---------- Extrait fourni ----------
Quels sont les protocoles pour conduire une expérience sur les relations entre la composition picturale et la réponse émotionnelle ? Sous cette question on trouve le problème de l’établissement et de la définition des corrélations entre des genres particuliers de compositions et des réponses émotionnelles particulières. Mon collaborateur à Caltech, Pietro Perona, et moi-même analysons les problèmes des critères d’évaluation ; des modes et de la modalité ; des processus parallèles ; et le problème plus général du passage de certains aspects de la vision (tels les saccades oculaires et le problème de la salience) à l’émotion. Ce dernier problème est capital.
 
Nous n’avons pas encore décidé des protocoles de l’expérience suggérée ici. Nous le ferons. Les arguments selon lesquels les sortes d’émotions que les tableaux font surgir - comme celles que font surgir la musique - sont trop raffinées pour tomber dans le domaine des neurosciences, me laissent indifférent. L’argument que tout ce que nous pouvons maintenant dire des émotions se trouve sur un niveau relativement grossier ne doit pas bloquer la recherche des corrélations entre la composition visuelle et l’émotion, quelque raffinée que l’on déclare qu’une telle émotion puisse être ( ou quelque contaminée par des facteurs contextuels ).
 
 
En attendant je propose une étude de cas sur Poussin et l’histoire des modes qui me semble offrir un prolégomène intéressant au problème, pour des raisons qui ne sont pas des moindres :
 
 
1) les tableaux de Poussin présentent une sorte de clarté de composition que l’on ne trouve pas souvent dans d’autres tableaux. Je crois qu’en eux la composition est de fait si claire qu’il est moins probable, au moins dans le contexte d’une vision immédiate ou « première », qu’elle soit contaminée par des problèmes de couleur, iconographie, expression etc ;
 
2) le problème historique des modes propose une façon complètement différente de penser la modalité par rapport aux conceptions courantes de cette notion ;
 
3) le parallèle historique avec les modes musicaux met une fois de plus en exergue le seul problème qui a pour si longtemps laissé dans une impasse une étude sérieuse des relations entre les objets esthétiques et l’émotion, à savoir que les émotions sont trop dépenaillées et trop déréglées pour être sujettes à quelque sorte de règle ou de loi.
 
 
I
 
 
L’idée des modes en art (et en peinture en particulier) n’était pas quelque chose de courant, du moins jusqu’au milieu du dix-septième siècle. Mais à partir de cette époque elle bénéficia d’une vogue assez longue. C’est à l’influence d’un seul homme qu’elle doit d’être entrée dans le grand courant de l’histoire de l’art.
---------- Enregistrements fournis ----------
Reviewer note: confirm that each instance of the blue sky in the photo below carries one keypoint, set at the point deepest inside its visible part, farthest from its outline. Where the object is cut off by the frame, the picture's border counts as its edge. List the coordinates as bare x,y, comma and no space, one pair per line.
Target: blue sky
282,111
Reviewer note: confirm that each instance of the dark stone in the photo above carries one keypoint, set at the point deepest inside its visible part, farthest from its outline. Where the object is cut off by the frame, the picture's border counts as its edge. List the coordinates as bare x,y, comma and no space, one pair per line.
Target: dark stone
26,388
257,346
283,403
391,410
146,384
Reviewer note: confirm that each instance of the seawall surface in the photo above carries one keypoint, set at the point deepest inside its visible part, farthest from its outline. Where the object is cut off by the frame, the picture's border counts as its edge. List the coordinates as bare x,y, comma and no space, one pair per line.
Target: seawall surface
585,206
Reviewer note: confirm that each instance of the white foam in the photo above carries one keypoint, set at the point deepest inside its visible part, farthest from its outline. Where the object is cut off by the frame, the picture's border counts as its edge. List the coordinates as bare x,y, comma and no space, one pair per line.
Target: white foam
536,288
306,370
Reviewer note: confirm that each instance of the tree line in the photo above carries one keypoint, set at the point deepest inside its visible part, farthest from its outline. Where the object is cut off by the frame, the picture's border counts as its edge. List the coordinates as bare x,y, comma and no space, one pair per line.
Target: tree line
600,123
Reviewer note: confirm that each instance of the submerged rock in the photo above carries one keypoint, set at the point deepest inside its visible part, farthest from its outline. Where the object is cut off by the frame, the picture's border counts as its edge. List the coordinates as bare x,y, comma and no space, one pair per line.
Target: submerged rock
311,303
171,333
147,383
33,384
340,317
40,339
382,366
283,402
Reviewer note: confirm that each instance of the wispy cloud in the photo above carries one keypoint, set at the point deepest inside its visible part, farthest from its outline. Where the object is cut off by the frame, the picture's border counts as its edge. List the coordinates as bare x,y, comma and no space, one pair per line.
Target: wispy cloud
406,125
----------
*Consignes*
• a. Pour chacune des affirmations suivantes, indiquez par oui ou par non si elle concorde avec l'extrait sur Poussin et les modes, en citant mot pour mot les termes de l'extrait qui tranchent : (i) les protocoles de l'expérience sont déjà arrêtés ; (ii) l'idée des modes en peinture était courante avant le milieu du dix-septième siècle ; (iii) le collaborateur à Caltech se nomme Pietro Perona.
• b. Recopiez fidèlement, dans l'extrait sur Poussin et les modes, le passage qui s'ouvre sur les mots contenant « 2) le problème » et se referme sur « règle ou de loi. ».
• c. Prolongez l'extrait sur Poussin et les modes à partir de sa dernière phrase.
Les enregistrements n'ont aucun lien avec l'extrait sur Poussin et les modes.

*Réponses par consigne*
• a.
(i) Non : « Nous n’avons pas encore décidé des protocoles de l’expérience suggérée ici. »
(ii) Non : « n’était pas quelque chose de courant, du moins jusqu’au milieu du dix-septième siècle »
(iii) Oui : « Mon collaborateur à Caltech, Pietro Perona »

• b.
2) le problème historique des modes propose une façon complètement différente de penser la modalité par rapport aux conceptions courantes de cette notion ;
 
3) le parallèle historique avec les modes musicaux met une fois de plus en exergue le seul problème qui a pour si longtemps laissé dans une impasse une étude sérieuse des relations entre les objets esthétiques et l’émotion, à savoir que les émotions sont trop dépenaillées et trop déréglées pour être sujettes à quelque sorte de règle ou de loi.

• c.
 
 
Le 24 novembre 1647, le peintre français Nicolas Poussin écrivit de Rome une longue lettre à son ami et protecteur à Paris, Paul Fréart de Chantelou. « Nos braves anciens Grecs » dit-il à un certain point, « inventeurs de toutes les belles choses, trouvèrent plusieurs Modes par le moyen desquels ils ont produit de merveilleux effets ». Qu’est-ce que Poussin voulait dire par « Modes », et quelle signification ces modes peuvent-ils avoir pour nous ?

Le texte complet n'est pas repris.